Start

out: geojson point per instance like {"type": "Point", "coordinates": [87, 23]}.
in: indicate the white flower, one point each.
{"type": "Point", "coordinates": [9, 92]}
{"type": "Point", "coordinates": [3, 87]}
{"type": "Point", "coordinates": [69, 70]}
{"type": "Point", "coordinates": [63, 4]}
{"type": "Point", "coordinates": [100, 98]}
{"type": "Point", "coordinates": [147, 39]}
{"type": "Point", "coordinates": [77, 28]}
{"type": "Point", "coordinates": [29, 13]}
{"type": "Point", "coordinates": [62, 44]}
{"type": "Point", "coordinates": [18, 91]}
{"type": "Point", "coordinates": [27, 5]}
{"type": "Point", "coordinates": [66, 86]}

End

Rescale the entries by writing out every line again, requests included, with each coordinate in the answer points multiplied by 1.45 and rounded to the nearest whole number, halves going up. Keep the numbers in the requests and in their format sample unchanged.

**SOLUTION BELOW**
out: geojson point per instance like {"type": "Point", "coordinates": [87, 23]}.
in: indicate the white flower, one point each.
{"type": "Point", "coordinates": [13, 133]}
{"type": "Point", "coordinates": [4, 126]}
{"type": "Point", "coordinates": [100, 102]}
{"type": "Point", "coordinates": [91, 6]}
{"type": "Point", "coordinates": [145, 142]}
{"type": "Point", "coordinates": [213, 57]}
{"type": "Point", "coordinates": [112, 41]}
{"type": "Point", "coordinates": [42, 19]}
{"type": "Point", "coordinates": [90, 64]}
{"type": "Point", "coordinates": [26, 132]}
{"type": "Point", "coordinates": [39, 7]}
{"type": "Point", "coordinates": [96, 125]}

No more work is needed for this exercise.